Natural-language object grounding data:
☆ ☆ ☆ ☆ ☆
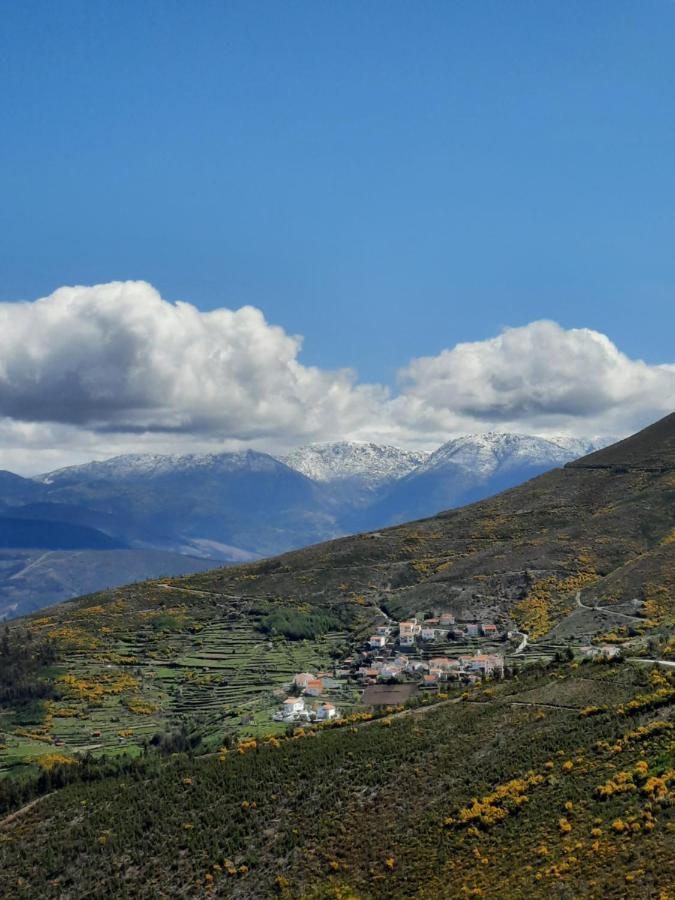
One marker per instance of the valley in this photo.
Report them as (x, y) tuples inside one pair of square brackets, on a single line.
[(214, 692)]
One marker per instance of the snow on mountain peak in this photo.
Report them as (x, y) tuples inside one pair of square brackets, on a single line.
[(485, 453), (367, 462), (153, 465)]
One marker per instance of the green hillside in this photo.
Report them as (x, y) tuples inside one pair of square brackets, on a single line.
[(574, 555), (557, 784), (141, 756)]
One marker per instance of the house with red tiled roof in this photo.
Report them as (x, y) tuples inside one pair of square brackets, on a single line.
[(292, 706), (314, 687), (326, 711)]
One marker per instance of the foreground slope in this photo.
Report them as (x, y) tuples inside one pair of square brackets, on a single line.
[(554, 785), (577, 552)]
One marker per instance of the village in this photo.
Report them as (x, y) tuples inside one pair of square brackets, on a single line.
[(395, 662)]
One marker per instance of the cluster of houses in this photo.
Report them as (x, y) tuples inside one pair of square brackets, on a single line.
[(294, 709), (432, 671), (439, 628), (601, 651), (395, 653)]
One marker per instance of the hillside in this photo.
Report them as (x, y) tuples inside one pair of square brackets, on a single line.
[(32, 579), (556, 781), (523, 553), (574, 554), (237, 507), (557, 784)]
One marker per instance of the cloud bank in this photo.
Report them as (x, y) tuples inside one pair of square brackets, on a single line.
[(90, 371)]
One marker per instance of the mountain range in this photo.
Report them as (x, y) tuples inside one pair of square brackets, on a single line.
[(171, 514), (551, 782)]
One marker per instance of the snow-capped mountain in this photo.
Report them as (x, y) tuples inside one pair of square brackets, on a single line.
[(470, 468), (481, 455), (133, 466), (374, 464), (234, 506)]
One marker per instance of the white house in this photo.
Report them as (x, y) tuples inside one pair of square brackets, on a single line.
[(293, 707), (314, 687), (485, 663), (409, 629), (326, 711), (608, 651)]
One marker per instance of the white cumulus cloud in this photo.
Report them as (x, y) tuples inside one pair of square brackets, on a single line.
☆ ☆ ☆ ☆ ☆
What you will do:
Without the pictures, repeat all the records word for word.

Reply:
One marker per instance of the valley in this photo.
Report them as (x, y) tuples inside one pair of square brackets, on a single line.
[(214, 692)]
One marker per instance of the snow on mountain peak in this photo.
Report them as (x, y) tuples inside one pair of square brackets, on a single line.
[(485, 453), (367, 462), (153, 465)]
One marker per instance of the green hillside in this photo.
Report them as (x, y) tuples inside one pair of square brackets, on a single line.
[(574, 555), (557, 784), (141, 756)]
One marker per instance of the house with red tiled roof in this photo.
Report them as (x, y) tuples inside one pair of square brackets, on a single line.
[(292, 706), (314, 687), (326, 711)]
One marker per instance of the foreground slope in this photo.
Report them as (x, y) tuples inside one pair of square brackets, on a single line.
[(554, 785), (577, 552)]
One marker per instance of the village in this photo.
Report them as (x, y) tuples inside one pair of square brackets, on a single line.
[(395, 662)]
One marker per instance of the cluster of houses in this photo.
Report them as (x, y) tuples inside one pair of square brackets, on a single line.
[(294, 709), (432, 671), (439, 628), (601, 651), (395, 653)]
One marker per instance of the hillside in this photo.
Report them as (x, y) tuples inside one pair of square brackets, on a single line.
[(32, 579), (556, 781), (523, 553), (574, 554), (237, 507), (557, 784)]
One marker per instance of the cloud bank in this photo.
Report them as (x, y) tuples inside one pair of square brackets, on a single line.
[(90, 371)]
One marker per instance of the mountain range in this photo.
Report them as (x, y) tuples inside one pair of square brackets, on a single line.
[(171, 514), (551, 782)]
One marker per instance of the snow-capped mountain in this photo.
Report them as (x, y) tuples inside one pair of square brackets, on a single line.
[(470, 468), (481, 455), (133, 466), (374, 464), (234, 506)]
One marker per instance of the white house in this photo.
Report them as (x, y) tuples inside one pair of square brackets, on a single line.
[(293, 707), (314, 687), (485, 663), (409, 629), (326, 711), (608, 651)]
One marker per instance of the white cumulus cloud in this photo.
Report them as (x, y) tuples inside one pair of square brackets, on a single line.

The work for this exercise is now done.